* _Problem statement_
Starting with the line containing "the dog's white" and going on through the line containing "x=162, y=45", write those lines out again, replacing "with one dot" with "with a single point" and leaving everything else as it is.

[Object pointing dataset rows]
• • • • •

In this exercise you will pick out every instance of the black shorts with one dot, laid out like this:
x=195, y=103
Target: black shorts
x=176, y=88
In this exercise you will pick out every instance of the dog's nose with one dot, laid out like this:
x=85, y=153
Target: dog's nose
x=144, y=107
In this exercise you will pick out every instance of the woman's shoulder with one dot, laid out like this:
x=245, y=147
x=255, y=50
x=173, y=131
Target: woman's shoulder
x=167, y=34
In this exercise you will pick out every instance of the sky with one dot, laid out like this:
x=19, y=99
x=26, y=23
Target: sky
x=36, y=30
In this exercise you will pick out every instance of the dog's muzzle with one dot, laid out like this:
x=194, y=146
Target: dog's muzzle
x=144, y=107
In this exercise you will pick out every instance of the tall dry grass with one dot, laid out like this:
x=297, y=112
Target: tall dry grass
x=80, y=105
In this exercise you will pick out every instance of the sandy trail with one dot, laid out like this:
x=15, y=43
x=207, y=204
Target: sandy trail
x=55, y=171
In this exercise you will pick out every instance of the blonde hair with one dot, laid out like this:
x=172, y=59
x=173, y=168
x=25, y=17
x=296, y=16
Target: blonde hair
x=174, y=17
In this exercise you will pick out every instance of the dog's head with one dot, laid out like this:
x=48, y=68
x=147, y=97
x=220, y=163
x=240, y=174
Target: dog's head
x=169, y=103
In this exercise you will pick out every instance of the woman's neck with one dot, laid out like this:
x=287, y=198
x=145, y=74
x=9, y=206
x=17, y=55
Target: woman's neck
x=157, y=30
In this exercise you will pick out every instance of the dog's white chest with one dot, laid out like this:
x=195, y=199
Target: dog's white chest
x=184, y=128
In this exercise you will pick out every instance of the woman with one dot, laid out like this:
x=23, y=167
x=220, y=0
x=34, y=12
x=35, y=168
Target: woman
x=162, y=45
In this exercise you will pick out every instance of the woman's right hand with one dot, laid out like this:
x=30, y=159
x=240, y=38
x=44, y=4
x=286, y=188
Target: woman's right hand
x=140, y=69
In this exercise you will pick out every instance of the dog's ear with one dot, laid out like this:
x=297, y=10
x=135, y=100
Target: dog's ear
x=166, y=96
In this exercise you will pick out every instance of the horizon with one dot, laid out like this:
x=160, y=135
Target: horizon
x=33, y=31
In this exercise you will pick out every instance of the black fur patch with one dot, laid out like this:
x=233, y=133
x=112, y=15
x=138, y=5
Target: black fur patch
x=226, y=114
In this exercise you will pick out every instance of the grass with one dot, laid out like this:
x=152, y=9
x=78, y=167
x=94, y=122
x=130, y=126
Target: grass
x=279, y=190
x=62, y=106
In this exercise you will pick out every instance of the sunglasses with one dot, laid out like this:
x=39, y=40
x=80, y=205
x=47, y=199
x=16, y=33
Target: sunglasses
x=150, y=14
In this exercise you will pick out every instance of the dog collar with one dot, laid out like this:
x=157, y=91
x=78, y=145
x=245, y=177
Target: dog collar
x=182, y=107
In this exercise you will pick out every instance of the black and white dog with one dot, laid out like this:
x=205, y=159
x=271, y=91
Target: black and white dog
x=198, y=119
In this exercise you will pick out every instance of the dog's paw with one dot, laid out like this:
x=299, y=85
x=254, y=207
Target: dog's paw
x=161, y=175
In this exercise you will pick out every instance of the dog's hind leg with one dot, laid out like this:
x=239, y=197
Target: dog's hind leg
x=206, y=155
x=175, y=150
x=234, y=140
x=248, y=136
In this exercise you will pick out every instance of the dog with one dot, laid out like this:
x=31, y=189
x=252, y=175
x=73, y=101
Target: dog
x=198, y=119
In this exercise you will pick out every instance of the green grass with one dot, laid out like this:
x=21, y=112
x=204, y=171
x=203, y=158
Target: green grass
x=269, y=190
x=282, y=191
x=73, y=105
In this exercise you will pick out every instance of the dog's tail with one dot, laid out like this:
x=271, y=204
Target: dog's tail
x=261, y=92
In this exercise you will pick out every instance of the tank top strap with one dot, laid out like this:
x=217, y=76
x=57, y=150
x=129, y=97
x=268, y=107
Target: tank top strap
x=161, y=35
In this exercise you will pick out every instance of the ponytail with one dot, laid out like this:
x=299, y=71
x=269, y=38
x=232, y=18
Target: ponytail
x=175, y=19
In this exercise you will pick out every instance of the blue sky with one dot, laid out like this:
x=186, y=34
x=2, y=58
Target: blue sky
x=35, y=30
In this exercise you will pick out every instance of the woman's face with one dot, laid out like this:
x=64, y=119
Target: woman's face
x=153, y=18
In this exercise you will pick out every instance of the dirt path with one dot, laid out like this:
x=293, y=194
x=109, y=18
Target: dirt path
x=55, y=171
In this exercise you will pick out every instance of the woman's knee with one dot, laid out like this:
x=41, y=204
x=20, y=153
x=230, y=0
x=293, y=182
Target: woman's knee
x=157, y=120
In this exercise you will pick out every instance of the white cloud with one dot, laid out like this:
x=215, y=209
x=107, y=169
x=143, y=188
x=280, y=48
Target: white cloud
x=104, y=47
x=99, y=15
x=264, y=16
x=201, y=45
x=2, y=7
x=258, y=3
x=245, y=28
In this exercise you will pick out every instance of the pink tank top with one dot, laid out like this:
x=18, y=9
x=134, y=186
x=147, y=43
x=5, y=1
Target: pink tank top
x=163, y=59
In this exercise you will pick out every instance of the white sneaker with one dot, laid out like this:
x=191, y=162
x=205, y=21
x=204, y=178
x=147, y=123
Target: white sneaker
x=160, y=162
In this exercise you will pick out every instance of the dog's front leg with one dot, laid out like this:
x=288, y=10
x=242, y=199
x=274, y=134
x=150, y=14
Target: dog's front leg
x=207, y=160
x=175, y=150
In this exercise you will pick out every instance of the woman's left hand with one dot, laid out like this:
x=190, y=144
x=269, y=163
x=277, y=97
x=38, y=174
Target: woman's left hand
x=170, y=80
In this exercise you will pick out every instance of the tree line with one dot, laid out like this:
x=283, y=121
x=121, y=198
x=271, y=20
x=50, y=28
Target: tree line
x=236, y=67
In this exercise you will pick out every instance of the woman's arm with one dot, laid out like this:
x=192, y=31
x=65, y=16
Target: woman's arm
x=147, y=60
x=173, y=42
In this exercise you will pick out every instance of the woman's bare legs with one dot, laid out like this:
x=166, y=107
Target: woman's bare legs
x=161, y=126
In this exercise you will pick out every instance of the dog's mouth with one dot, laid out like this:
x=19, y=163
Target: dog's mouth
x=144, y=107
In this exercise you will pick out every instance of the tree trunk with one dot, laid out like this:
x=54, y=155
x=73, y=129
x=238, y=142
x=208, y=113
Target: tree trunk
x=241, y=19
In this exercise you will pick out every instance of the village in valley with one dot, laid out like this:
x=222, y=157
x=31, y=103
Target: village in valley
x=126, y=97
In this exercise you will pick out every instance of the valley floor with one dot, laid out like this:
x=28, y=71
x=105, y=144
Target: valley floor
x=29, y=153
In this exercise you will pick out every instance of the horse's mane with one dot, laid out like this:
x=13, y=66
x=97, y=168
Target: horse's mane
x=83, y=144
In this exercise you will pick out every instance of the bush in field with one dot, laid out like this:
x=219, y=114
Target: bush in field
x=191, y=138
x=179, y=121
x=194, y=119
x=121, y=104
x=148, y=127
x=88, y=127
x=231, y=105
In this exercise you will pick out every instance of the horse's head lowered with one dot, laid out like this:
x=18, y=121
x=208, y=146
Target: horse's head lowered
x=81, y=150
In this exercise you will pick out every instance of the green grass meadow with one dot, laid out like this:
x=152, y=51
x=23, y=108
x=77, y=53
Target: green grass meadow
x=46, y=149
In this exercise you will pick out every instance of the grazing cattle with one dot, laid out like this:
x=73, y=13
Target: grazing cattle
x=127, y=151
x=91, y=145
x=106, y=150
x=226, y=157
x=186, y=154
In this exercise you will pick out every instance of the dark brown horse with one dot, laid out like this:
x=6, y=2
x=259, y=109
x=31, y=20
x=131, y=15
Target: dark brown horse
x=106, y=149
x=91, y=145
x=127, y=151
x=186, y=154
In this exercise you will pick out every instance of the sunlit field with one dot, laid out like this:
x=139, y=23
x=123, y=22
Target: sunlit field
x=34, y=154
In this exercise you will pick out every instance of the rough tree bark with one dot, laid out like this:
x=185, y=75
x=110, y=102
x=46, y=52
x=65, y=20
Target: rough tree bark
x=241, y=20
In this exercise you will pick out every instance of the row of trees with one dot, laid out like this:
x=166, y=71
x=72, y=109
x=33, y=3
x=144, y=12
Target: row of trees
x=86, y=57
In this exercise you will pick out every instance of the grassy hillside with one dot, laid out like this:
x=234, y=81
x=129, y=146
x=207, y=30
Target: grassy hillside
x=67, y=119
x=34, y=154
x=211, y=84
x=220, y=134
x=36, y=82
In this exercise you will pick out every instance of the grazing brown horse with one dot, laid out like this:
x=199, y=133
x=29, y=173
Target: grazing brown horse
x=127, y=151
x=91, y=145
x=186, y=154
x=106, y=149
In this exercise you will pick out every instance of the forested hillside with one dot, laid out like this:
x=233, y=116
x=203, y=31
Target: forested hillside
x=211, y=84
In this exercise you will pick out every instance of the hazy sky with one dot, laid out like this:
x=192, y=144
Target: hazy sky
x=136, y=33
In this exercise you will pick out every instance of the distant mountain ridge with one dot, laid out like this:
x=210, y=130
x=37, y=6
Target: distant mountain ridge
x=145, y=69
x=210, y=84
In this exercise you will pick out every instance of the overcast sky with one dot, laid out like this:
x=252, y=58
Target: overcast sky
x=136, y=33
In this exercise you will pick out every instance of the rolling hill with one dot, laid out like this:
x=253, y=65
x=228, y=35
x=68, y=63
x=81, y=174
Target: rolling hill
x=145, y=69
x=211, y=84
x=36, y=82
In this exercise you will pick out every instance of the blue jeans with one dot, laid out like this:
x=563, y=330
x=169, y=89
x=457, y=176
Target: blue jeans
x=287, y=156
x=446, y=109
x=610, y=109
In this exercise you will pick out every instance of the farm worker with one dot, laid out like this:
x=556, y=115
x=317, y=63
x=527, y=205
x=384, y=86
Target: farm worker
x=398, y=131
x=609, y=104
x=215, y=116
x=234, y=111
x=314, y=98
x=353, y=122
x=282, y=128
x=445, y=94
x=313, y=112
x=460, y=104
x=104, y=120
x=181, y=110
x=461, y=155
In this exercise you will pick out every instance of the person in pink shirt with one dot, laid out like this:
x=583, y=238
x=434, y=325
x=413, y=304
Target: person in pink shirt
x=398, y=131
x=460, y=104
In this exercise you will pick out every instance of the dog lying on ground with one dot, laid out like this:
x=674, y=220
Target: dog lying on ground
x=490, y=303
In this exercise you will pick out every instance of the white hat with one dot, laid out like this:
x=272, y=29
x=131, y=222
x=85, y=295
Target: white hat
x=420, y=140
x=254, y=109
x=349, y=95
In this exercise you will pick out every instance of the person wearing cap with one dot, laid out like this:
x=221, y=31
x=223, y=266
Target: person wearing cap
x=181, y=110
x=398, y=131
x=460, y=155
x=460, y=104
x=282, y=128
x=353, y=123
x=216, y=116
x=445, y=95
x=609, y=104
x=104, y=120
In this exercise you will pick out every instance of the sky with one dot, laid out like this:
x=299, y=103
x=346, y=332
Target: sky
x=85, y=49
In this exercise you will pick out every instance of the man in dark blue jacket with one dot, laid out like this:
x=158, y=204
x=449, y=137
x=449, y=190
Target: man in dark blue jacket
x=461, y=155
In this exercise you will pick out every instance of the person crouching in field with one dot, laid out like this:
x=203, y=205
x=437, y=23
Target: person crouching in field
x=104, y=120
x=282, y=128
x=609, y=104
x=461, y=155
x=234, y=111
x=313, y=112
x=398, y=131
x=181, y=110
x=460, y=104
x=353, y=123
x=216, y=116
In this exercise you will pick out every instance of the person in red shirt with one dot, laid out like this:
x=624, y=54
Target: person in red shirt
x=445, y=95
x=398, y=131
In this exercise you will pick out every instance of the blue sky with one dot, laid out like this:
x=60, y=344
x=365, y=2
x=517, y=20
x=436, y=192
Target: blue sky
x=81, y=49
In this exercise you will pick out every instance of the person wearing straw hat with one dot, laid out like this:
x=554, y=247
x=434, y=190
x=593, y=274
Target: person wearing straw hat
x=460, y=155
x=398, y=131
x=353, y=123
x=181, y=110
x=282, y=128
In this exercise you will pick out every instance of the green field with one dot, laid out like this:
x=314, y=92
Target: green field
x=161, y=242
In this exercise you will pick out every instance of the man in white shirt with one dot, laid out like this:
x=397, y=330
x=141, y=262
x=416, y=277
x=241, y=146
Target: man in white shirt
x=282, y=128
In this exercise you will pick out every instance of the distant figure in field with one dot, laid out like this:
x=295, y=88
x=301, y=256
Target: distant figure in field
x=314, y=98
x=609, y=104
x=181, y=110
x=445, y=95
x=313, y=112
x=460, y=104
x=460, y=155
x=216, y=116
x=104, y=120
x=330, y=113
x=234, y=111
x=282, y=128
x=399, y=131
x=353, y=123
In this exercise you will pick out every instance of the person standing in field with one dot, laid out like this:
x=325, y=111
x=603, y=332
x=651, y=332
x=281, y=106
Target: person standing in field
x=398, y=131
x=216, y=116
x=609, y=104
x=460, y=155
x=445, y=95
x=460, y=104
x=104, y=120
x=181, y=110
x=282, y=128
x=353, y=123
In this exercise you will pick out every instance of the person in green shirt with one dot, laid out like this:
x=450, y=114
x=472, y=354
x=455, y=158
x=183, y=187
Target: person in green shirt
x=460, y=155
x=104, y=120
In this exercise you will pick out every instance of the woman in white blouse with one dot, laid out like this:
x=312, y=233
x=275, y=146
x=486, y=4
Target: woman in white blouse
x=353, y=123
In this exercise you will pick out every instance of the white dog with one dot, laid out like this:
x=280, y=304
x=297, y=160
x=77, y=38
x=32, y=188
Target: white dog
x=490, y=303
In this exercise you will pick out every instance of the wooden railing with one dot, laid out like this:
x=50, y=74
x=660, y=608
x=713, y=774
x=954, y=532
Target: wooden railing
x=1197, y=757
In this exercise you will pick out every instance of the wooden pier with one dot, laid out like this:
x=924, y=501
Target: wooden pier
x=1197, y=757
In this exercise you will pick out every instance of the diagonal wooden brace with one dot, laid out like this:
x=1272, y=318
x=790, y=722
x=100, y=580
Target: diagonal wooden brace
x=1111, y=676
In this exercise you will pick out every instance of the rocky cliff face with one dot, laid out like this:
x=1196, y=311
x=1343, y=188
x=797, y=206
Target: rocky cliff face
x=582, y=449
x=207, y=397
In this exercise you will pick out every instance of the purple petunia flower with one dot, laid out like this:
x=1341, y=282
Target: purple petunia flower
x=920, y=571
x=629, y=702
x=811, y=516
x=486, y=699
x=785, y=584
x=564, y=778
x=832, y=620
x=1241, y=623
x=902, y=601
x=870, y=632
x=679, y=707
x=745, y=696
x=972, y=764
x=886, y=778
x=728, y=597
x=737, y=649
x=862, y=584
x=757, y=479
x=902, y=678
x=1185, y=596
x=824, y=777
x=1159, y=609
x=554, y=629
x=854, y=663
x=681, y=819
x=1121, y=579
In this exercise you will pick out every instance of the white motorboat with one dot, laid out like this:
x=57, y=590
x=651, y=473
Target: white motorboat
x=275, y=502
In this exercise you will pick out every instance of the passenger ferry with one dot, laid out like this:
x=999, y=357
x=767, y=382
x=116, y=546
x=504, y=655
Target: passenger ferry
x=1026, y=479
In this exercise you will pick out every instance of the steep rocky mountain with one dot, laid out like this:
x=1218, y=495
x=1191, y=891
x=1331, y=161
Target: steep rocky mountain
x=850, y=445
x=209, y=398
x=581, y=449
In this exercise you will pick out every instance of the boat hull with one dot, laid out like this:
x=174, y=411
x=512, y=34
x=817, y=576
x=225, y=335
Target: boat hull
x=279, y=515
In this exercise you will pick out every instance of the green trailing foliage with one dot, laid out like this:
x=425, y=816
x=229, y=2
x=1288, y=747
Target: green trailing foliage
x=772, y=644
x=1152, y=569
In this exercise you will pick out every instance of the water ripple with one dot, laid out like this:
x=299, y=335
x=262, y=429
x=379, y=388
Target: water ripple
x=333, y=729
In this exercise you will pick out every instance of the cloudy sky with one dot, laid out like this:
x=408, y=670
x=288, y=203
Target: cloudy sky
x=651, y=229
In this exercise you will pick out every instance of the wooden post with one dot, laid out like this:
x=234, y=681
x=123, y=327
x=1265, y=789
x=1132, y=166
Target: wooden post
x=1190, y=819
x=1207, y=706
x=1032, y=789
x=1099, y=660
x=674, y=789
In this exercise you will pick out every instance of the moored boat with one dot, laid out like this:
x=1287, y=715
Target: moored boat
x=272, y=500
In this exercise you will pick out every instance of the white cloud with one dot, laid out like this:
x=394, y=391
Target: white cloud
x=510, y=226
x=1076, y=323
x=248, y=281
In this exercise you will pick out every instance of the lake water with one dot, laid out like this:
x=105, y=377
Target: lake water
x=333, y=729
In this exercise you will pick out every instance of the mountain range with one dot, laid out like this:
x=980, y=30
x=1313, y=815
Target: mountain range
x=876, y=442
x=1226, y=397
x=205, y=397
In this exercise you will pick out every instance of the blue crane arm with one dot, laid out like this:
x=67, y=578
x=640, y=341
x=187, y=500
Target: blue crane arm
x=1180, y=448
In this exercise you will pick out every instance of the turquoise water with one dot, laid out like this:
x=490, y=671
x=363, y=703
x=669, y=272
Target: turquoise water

• • • • •

* _Answer to this exercise_
In this exercise you will pick out every instance of the dog's white chest with a single point, laid out like this:
x=195, y=199
Target: dog's white chest
x=184, y=128
In this exercise you will pick out every instance of the woman with a single point, laid out like this:
x=23, y=167
x=220, y=0
x=34, y=12
x=35, y=168
Target: woman
x=162, y=45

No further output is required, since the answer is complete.